Only the lines below between the ones containing "Could you tag the black microphone" and "Could you tag the black stage", inclusive, are to be reproduced, each exactly as it stands.
===== Data listing
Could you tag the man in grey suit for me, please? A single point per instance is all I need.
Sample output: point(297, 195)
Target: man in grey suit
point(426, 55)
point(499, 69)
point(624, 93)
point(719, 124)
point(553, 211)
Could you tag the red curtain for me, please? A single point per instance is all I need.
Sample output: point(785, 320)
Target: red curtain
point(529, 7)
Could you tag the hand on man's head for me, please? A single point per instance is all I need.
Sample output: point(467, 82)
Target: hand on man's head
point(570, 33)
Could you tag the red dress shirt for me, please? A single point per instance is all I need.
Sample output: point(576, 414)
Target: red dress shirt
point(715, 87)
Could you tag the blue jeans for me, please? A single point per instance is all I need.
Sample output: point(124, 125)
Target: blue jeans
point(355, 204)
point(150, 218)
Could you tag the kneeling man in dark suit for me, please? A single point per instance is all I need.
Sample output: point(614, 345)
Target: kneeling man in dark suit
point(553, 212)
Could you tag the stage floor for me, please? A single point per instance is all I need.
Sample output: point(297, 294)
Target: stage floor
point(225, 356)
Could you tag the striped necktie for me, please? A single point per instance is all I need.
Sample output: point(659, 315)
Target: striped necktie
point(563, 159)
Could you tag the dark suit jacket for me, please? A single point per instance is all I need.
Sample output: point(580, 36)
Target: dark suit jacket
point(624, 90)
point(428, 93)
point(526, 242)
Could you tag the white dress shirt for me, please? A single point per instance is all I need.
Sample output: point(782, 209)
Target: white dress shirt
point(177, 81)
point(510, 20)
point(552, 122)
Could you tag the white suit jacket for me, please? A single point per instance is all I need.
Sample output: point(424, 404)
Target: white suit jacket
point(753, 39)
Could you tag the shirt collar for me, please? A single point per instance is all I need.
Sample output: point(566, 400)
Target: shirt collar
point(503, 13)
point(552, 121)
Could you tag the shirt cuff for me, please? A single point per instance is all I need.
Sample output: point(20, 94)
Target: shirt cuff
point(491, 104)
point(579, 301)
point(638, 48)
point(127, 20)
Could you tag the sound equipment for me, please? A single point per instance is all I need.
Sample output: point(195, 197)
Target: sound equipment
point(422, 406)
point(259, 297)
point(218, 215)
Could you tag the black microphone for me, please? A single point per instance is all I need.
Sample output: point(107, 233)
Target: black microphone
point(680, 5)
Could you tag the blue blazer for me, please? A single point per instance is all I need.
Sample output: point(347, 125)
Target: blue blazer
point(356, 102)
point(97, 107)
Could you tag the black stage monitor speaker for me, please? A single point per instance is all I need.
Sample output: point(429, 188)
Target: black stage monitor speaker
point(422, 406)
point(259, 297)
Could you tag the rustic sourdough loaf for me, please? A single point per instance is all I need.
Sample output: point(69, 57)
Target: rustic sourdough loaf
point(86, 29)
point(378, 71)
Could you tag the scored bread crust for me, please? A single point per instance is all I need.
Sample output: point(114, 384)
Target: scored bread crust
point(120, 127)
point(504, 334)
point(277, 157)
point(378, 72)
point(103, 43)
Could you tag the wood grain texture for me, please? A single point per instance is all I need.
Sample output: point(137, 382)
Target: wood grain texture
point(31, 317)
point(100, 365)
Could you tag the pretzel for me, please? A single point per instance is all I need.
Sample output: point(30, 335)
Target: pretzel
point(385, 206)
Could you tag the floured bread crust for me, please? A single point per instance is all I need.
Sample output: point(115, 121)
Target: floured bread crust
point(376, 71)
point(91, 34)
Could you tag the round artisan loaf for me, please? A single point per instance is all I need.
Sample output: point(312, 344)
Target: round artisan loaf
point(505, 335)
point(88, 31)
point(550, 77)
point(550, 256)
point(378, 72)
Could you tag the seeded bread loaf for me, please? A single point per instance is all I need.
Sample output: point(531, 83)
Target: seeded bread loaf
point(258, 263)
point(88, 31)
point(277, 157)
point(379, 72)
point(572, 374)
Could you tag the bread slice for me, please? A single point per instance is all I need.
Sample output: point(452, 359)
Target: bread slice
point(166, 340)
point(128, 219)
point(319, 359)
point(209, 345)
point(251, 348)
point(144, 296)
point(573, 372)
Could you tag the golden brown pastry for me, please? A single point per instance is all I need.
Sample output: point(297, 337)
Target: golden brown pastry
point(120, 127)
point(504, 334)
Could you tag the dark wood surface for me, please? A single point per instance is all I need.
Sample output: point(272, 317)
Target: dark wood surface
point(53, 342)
==========
Problem solution:
Could you tag the black microphone for me, please? A single point per instance is all I need.
Sample output: point(107, 233)
Target: black microphone
point(680, 5)
Could you tag the blue blazer for me, please? A single point per instance is all I need.
Sample output: point(347, 125)
Target: blue blazer
point(356, 102)
point(97, 107)
Could you tag the black stage monitor speaker for me, please? A single point per instance is all I need.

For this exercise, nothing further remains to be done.